── Material shown ──

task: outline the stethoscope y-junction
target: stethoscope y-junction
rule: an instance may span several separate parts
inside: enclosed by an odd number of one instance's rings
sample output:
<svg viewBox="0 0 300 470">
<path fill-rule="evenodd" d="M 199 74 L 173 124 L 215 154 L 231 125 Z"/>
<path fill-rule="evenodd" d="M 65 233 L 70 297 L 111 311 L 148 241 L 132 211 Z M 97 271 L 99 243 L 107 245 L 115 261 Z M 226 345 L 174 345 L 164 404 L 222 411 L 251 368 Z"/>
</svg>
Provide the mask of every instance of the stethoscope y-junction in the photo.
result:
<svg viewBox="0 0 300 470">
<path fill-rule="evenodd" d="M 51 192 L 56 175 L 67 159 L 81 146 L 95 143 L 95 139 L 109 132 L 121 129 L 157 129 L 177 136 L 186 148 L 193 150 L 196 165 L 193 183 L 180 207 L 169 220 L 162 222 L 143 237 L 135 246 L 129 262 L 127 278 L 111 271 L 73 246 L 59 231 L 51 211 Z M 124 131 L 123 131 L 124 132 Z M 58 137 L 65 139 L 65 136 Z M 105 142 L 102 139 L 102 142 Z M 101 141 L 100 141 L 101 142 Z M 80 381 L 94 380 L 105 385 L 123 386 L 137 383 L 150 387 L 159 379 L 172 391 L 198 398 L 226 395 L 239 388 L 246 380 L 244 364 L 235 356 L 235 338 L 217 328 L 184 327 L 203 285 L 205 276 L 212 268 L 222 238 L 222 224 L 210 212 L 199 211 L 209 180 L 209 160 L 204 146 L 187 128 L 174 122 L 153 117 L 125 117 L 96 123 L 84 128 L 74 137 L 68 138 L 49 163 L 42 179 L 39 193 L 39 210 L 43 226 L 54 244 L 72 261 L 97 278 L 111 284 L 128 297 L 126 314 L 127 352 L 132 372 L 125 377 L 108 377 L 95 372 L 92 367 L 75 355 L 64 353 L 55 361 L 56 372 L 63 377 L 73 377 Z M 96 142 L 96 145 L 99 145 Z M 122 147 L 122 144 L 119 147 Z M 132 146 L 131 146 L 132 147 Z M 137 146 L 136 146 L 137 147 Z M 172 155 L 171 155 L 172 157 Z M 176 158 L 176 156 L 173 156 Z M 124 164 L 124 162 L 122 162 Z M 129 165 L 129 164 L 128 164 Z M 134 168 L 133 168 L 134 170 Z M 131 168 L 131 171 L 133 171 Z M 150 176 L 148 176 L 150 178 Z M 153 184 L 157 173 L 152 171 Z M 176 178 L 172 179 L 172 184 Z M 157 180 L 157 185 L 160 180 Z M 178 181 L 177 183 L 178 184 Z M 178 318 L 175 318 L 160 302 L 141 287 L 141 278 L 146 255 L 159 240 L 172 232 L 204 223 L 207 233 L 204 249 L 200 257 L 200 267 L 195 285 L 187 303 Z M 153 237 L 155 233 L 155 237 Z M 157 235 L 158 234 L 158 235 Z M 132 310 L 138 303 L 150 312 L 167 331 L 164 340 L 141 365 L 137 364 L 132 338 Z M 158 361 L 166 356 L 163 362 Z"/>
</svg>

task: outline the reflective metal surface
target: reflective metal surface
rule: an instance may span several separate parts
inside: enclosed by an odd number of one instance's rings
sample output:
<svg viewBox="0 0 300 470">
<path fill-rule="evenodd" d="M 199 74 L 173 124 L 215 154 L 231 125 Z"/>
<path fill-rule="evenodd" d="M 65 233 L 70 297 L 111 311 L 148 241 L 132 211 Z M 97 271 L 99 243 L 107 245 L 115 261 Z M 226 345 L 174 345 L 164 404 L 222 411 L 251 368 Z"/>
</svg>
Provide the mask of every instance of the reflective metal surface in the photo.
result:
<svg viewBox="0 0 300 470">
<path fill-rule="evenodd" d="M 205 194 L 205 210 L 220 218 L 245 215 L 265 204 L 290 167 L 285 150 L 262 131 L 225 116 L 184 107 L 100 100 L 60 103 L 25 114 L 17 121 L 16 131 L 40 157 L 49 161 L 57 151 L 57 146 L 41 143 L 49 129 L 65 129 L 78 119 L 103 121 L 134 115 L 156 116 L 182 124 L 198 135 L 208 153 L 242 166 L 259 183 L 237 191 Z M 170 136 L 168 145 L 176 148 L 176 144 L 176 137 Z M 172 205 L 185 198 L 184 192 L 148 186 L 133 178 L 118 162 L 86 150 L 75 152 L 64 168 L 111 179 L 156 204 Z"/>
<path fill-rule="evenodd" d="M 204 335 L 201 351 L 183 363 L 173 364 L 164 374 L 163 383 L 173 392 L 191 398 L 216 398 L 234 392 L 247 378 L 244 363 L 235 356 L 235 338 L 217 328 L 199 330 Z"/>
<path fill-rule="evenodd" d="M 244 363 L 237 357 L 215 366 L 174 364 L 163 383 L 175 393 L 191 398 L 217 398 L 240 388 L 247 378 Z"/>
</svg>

───

Short task >>
Copy out every line of the data above verbatim, with no changes.

Task solution >>
task: outline the stethoscope y-junction
target: stethoscope y-junction
rule: an instance may span several separate parts
inside: enclosed by an odd number of one instance's rings
sample output:
<svg viewBox="0 0 300 470">
<path fill-rule="evenodd" d="M 199 74 L 173 124 L 215 154 L 231 125 Z"/>
<path fill-rule="evenodd" d="M 65 233 L 70 297 L 111 311 L 148 241 L 132 211 Z M 97 271 L 99 243 L 107 245 L 115 261 Z M 226 345 L 174 345 L 164 404 L 222 411 L 251 368 Z"/>
</svg>
Provide the mask of every instance of the stethoscope y-junction in the photo.
result:
<svg viewBox="0 0 300 470">
<path fill-rule="evenodd" d="M 51 192 L 56 175 L 67 159 L 81 146 L 95 143 L 95 139 L 109 132 L 121 129 L 157 129 L 177 136 L 186 148 L 193 150 L 196 165 L 193 183 L 180 207 L 169 220 L 162 222 L 143 237 L 135 246 L 129 262 L 127 278 L 111 271 L 73 246 L 59 231 L 51 211 Z M 124 131 L 123 131 L 124 132 Z M 58 137 L 65 139 L 65 136 Z M 105 142 L 102 139 L 102 142 Z M 101 141 L 100 141 L 101 142 Z M 80 381 L 94 380 L 105 385 L 123 386 L 137 383 L 150 387 L 159 379 L 172 391 L 198 398 L 226 395 L 239 388 L 246 380 L 244 364 L 235 356 L 235 338 L 217 328 L 184 327 L 203 285 L 205 276 L 212 268 L 222 238 L 222 224 L 210 212 L 199 211 L 209 180 L 209 160 L 204 146 L 187 128 L 174 122 L 153 117 L 125 117 L 96 123 L 84 128 L 74 137 L 68 138 L 49 163 L 42 179 L 39 193 L 39 210 L 43 226 L 54 244 L 72 261 L 97 278 L 111 284 L 128 297 L 126 314 L 127 352 L 132 372 L 125 377 L 108 377 L 95 372 L 92 367 L 75 355 L 64 353 L 55 361 L 56 372 L 63 377 L 73 377 Z M 96 142 L 96 145 L 99 145 Z M 122 147 L 122 144 L 119 147 Z M 132 146 L 131 146 L 132 147 Z M 137 146 L 136 146 L 137 147 Z M 172 155 L 171 155 L 172 157 Z M 176 158 L 176 156 L 173 156 Z M 124 164 L 124 162 L 122 162 Z M 129 165 L 129 164 L 128 164 Z M 134 168 L 133 168 L 134 170 Z M 131 168 L 131 171 L 133 171 Z M 150 176 L 148 176 L 150 178 Z M 153 184 L 157 173 L 152 171 Z M 176 178 L 172 179 L 172 184 Z M 157 180 L 157 185 L 160 180 Z M 178 181 L 177 183 L 178 184 Z M 178 318 L 175 318 L 160 302 L 141 287 L 141 278 L 146 255 L 159 240 L 172 232 L 204 223 L 207 233 L 204 249 L 200 257 L 200 267 L 195 285 L 187 303 Z M 153 237 L 155 233 L 155 237 Z M 157 235 L 158 234 L 158 235 Z M 132 310 L 138 303 L 150 312 L 167 331 L 164 340 L 141 365 L 137 364 L 132 338 Z M 158 361 L 166 356 L 163 362 Z"/>
</svg>

task: outline the reflective metal surface
target: reflective metal surface
rule: an instance may span several separate parts
inside: enclosed by an odd number of one instance's rings
sample output:
<svg viewBox="0 0 300 470">
<path fill-rule="evenodd" d="M 199 74 L 173 124 L 215 154 L 231 125 Z"/>
<path fill-rule="evenodd" d="M 65 233 L 70 297 L 111 311 L 148 241 L 132 211 Z M 97 271 L 99 243 L 107 245 L 115 261 Z M 226 345 L 174 345 L 164 404 L 222 411 L 251 368 Z"/>
</svg>
Provide the mask of every instance of the reflective metal surface in the photo.
result:
<svg viewBox="0 0 300 470">
<path fill-rule="evenodd" d="M 205 194 L 205 210 L 220 218 L 245 215 L 265 204 L 290 167 L 285 150 L 262 131 L 225 116 L 184 107 L 100 100 L 60 103 L 25 114 L 17 121 L 16 131 L 40 157 L 49 161 L 57 151 L 57 146 L 41 143 L 49 129 L 65 129 L 78 119 L 103 121 L 134 115 L 156 116 L 182 124 L 198 135 L 208 153 L 242 166 L 259 183 L 237 191 Z M 170 136 L 168 145 L 176 148 L 176 144 L 176 137 Z M 172 205 L 185 198 L 184 192 L 148 186 L 133 178 L 118 162 L 86 150 L 75 152 L 64 168 L 111 179 L 156 204 Z"/>
<path fill-rule="evenodd" d="M 204 335 L 201 351 L 183 363 L 173 364 L 164 374 L 163 383 L 173 392 L 191 398 L 216 398 L 234 392 L 247 378 L 244 363 L 235 356 L 235 338 L 217 328 L 199 330 Z"/>
<path fill-rule="evenodd" d="M 244 363 L 237 357 L 215 366 L 174 364 L 163 383 L 175 393 L 191 398 L 217 398 L 240 388 L 247 378 Z"/>
</svg>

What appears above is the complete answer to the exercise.